- [Entries from a dataset]
+++

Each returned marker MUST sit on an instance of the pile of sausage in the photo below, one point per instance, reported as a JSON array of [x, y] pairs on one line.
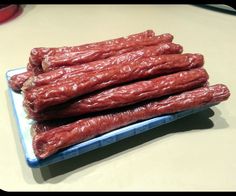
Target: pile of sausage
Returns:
[[79, 92]]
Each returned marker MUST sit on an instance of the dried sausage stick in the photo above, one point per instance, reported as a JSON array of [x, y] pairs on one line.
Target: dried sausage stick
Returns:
[[49, 142], [83, 56], [131, 58], [128, 94], [16, 82], [43, 97]]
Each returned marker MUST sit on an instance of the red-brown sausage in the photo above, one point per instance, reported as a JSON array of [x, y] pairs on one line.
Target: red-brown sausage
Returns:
[[127, 95], [131, 58], [43, 97], [16, 82], [49, 142], [83, 56]]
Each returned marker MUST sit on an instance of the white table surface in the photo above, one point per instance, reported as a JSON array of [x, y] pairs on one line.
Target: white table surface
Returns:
[[195, 153]]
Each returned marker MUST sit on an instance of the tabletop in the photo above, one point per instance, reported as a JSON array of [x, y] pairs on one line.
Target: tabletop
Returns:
[[193, 153]]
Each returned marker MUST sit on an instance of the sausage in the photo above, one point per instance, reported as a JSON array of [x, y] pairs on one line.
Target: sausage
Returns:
[[16, 81], [49, 142], [41, 98], [37, 54], [83, 56], [131, 58], [95, 51], [127, 94]]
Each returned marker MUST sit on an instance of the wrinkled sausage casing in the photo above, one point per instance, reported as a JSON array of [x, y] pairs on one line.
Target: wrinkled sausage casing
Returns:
[[16, 82], [90, 52], [49, 142], [127, 94], [43, 97], [131, 58]]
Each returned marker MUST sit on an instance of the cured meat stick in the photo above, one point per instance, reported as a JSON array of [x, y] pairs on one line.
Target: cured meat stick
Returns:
[[91, 52], [67, 59], [131, 58], [49, 142], [16, 82], [43, 97], [127, 94], [37, 54]]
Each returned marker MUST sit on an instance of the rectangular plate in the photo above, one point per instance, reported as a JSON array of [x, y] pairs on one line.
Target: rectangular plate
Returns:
[[24, 126]]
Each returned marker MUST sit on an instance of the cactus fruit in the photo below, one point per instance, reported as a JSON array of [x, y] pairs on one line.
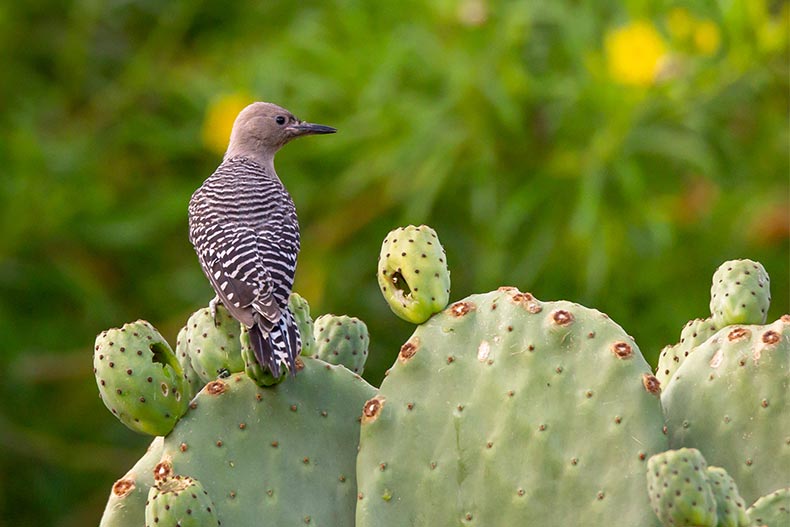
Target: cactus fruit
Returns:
[[740, 293], [126, 505], [413, 273], [301, 310], [213, 345], [139, 378], [678, 487], [179, 501], [487, 418], [285, 453], [772, 510], [729, 399], [694, 333], [342, 340], [730, 509]]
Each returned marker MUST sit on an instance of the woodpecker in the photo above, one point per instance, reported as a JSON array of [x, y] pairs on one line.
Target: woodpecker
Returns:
[[243, 226]]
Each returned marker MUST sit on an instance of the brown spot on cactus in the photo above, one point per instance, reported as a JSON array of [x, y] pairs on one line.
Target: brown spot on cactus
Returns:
[[562, 317], [372, 409], [216, 387], [651, 384], [408, 350], [771, 337], [123, 487], [737, 334], [460, 309], [622, 350], [163, 470]]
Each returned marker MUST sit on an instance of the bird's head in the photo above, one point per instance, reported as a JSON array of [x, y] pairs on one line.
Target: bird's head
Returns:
[[262, 128]]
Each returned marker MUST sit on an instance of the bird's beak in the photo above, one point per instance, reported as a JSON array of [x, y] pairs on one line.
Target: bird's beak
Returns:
[[303, 128]]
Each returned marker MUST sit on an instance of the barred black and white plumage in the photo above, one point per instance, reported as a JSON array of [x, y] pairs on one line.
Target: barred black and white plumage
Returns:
[[243, 225]]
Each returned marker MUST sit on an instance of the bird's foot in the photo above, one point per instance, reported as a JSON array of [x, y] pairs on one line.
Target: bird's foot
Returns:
[[212, 306]]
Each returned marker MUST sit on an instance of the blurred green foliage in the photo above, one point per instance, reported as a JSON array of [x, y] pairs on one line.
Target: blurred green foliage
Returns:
[[507, 126]]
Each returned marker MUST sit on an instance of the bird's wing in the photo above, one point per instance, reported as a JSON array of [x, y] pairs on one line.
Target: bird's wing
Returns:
[[236, 269]]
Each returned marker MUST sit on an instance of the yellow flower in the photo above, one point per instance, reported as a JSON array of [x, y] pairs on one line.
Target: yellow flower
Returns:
[[219, 120], [679, 23], [634, 53], [707, 37]]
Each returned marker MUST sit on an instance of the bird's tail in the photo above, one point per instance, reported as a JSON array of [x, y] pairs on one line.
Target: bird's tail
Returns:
[[276, 345]]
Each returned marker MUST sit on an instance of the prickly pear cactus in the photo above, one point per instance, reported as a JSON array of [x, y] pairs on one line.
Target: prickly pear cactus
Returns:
[[740, 293], [772, 510], [342, 340], [285, 453], [179, 501], [126, 505], [694, 333], [730, 507], [140, 380], [502, 410], [301, 310], [679, 490], [729, 399], [213, 344], [413, 273]]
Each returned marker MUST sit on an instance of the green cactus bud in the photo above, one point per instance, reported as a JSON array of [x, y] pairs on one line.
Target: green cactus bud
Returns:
[[262, 376], [694, 333], [413, 273], [740, 293], [213, 345], [772, 510], [678, 487], [488, 414], [730, 509], [179, 501], [342, 340], [193, 380], [126, 505], [301, 310], [729, 399], [140, 380]]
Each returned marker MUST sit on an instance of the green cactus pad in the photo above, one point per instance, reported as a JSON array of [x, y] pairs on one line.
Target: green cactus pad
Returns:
[[213, 345], [179, 501], [193, 381], [504, 410], [413, 274], [694, 333], [679, 491], [126, 505], [772, 510], [740, 293], [140, 380], [284, 455], [729, 399], [342, 340], [301, 310], [730, 508]]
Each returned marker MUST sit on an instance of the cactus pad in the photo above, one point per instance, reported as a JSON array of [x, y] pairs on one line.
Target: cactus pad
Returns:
[[729, 399], [284, 453], [740, 293], [139, 378], [487, 418], [213, 345], [126, 505], [772, 510], [413, 274], [679, 491], [342, 340]]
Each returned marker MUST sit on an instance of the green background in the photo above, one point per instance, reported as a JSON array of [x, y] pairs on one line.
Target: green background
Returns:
[[500, 124]]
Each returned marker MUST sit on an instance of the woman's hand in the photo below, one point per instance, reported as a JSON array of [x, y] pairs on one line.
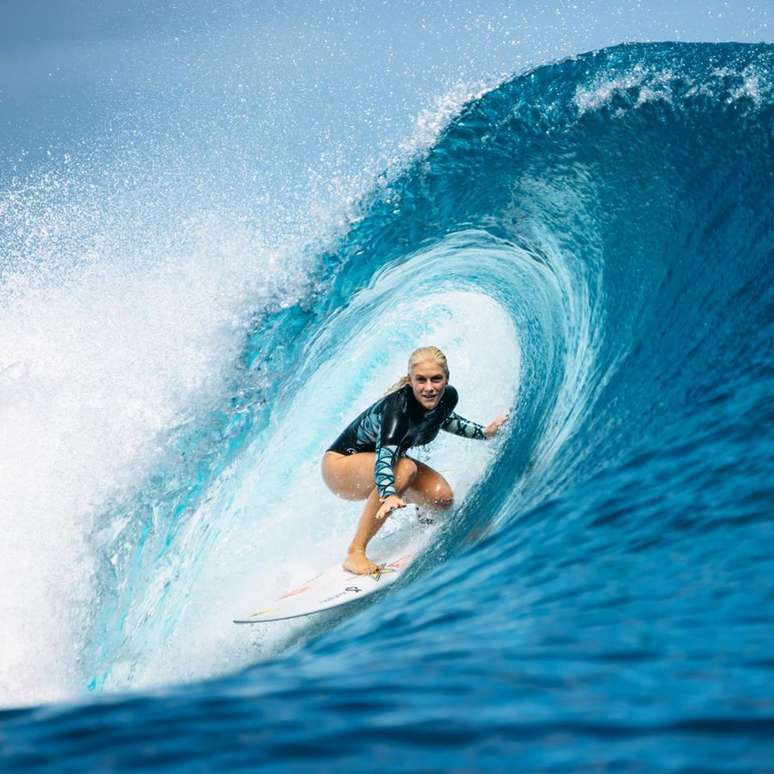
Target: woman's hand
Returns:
[[389, 504], [493, 428]]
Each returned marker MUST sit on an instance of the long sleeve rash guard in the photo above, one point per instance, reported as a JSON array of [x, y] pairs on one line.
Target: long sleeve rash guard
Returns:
[[397, 422]]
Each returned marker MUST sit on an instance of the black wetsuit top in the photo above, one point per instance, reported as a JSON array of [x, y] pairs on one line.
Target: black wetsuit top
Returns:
[[397, 422]]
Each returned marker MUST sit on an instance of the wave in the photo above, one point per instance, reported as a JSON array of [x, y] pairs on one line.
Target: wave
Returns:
[[591, 244]]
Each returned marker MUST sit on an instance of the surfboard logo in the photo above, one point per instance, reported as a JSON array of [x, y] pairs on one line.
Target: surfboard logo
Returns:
[[381, 570]]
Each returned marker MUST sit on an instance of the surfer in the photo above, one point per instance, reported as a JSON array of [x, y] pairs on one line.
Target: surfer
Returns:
[[368, 460]]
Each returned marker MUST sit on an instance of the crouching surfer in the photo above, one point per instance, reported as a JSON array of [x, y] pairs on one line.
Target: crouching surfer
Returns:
[[368, 460]]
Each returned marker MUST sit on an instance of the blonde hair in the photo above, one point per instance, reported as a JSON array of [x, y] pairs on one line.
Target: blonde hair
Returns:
[[420, 356]]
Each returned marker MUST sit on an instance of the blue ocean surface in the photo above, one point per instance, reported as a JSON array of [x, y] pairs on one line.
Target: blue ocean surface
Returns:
[[591, 244]]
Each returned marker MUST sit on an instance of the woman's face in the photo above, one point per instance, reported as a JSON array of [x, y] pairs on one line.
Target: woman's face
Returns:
[[428, 381]]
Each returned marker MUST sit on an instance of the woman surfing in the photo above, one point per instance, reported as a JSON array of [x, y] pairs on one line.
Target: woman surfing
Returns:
[[368, 460]]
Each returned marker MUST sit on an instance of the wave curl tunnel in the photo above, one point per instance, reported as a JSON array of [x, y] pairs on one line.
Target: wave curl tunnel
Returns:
[[592, 243]]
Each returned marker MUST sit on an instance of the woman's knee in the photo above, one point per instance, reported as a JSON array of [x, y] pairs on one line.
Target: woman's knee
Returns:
[[405, 472]]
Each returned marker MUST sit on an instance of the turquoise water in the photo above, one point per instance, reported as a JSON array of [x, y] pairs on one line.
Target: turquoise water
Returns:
[[591, 244]]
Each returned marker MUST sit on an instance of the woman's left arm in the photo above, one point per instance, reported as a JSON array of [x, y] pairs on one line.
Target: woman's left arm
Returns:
[[458, 425]]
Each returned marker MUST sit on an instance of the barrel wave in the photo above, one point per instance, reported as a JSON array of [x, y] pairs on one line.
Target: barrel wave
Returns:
[[591, 244]]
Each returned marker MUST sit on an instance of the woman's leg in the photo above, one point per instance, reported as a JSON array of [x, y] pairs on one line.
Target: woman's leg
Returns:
[[352, 477], [429, 488]]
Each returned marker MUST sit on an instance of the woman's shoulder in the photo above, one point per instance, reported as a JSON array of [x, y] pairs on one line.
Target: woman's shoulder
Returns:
[[450, 397]]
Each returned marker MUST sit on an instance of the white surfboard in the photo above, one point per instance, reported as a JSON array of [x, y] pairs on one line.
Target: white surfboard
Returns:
[[336, 586]]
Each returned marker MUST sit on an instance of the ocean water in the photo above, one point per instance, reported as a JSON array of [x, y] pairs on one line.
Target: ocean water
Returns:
[[591, 244]]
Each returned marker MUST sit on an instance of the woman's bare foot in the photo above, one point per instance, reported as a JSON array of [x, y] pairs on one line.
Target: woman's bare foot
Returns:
[[359, 563]]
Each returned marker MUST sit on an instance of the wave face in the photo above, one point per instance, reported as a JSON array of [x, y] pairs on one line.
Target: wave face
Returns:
[[591, 243]]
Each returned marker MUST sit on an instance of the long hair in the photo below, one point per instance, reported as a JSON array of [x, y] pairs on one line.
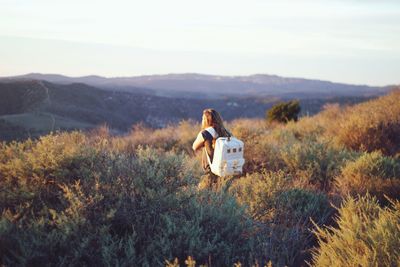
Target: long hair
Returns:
[[211, 118]]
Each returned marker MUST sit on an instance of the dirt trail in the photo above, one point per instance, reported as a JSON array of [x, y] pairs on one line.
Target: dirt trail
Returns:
[[48, 101]]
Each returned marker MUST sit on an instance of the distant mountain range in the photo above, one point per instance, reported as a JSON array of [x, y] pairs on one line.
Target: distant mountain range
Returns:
[[31, 107], [192, 85]]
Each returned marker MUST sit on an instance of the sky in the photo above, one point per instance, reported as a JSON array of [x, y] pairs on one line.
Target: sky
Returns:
[[349, 41]]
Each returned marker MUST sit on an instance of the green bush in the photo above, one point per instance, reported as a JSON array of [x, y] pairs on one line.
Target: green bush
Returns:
[[373, 173], [366, 235], [283, 216], [284, 111], [78, 203]]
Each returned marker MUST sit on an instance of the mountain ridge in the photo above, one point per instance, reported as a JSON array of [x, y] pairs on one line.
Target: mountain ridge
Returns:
[[195, 85]]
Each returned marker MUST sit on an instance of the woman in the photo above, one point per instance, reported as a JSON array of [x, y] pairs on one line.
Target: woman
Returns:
[[211, 124]]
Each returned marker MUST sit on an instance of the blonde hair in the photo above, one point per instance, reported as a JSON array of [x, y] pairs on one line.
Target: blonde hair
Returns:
[[211, 118]]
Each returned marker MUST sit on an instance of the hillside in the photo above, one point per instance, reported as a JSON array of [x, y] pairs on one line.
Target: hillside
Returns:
[[30, 108], [194, 85], [323, 191]]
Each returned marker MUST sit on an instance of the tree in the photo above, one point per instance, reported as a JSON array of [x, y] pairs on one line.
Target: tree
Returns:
[[284, 111]]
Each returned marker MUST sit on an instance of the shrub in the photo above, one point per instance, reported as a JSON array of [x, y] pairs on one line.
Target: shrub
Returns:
[[366, 235], [313, 163], [283, 216], [284, 111], [87, 205], [373, 173], [370, 126]]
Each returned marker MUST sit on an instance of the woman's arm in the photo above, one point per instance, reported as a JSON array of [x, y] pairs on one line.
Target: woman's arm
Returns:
[[198, 143]]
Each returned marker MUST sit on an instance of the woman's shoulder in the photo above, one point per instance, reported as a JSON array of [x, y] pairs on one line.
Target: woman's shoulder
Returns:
[[209, 133]]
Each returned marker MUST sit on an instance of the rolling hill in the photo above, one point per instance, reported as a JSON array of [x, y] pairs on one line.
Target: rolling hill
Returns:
[[193, 85], [30, 108]]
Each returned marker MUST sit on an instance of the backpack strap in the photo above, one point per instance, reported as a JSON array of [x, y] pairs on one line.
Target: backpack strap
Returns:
[[214, 134]]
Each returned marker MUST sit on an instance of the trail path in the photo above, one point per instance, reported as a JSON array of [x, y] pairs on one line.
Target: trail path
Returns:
[[48, 101]]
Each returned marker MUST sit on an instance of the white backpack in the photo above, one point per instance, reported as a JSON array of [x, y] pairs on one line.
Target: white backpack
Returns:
[[228, 155]]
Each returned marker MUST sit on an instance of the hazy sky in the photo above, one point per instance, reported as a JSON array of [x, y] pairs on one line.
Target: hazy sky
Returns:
[[352, 41]]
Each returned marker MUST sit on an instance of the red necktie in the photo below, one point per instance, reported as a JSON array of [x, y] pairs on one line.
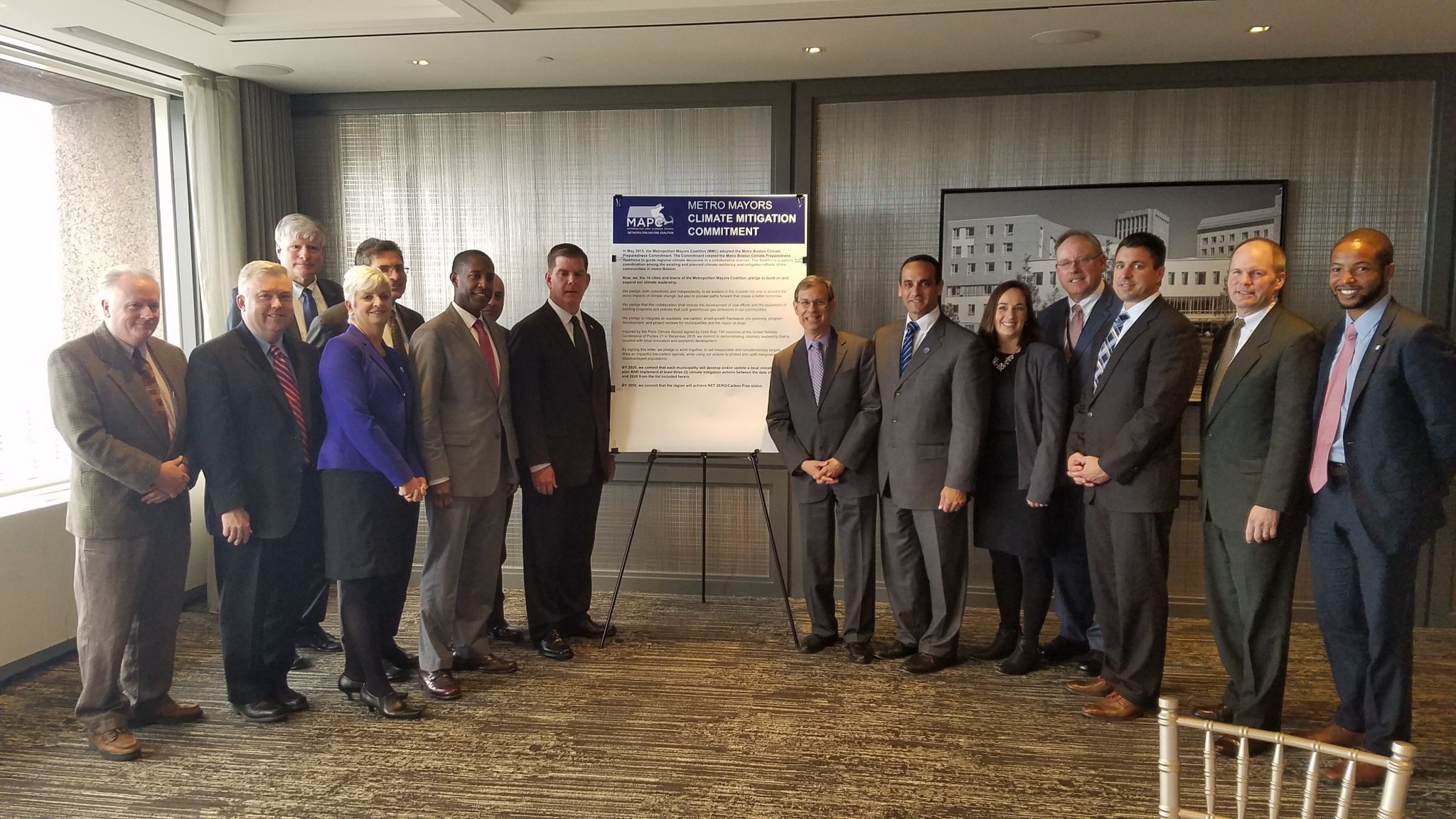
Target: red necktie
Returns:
[[1329, 412], [490, 355], [290, 391]]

+++

- [Do this]
Please restate the rows from the start through the line containing "51], [127, 94]]", including that line, with "Target" renamed to "Label" wherever it occurs and everything else unchanged. Leave the pictures out.

- [Task solution]
Each returned marker MUST sit on an instance of the pile of sausage in the photo below, one point per instance, reported as a JSON array of [x, y] pairs on one line.
Label: pile of sausage
Returns:
[[79, 92]]
Each returned marker MUST sit on an instance of the dried sausage stick in the photo above, one point per instance, reported as a JSON array of [x, y] pairs on one line.
Label: dried sausage stick
Returns:
[[49, 142], [83, 56], [131, 58], [128, 94], [16, 82], [43, 97]]
Each returned marker MUST sit on an instance of the red-brown sausage in the photo above, one point per instance, reported as a JSON array of [x, y] pairs on one line.
Label: red-brown sausage
Returns:
[[127, 95], [131, 58], [43, 97], [16, 82], [49, 142], [83, 56]]
Each returned marker MUST sit on an instance of the white table surface in the photo above, one point per instance, reported as a JSON array of [x, y] pairs on one line.
Label: white table surface
Returns:
[[195, 153]]
Each returned marker MUST sit on an instance of the tabletop in the photo above, one point per instance, reported as a JSON array of [x, y] pairs on one line.
Label: tabletop
Returns:
[[193, 153]]
Each returned marker MUST sit on an instance of the sausage in the photo above, one point per instance, reported as a JSON array of [x, y] pairs on one line.
Label: sausage
Returns:
[[16, 81], [49, 142], [41, 98], [37, 54], [83, 56], [131, 58], [95, 51], [127, 94]]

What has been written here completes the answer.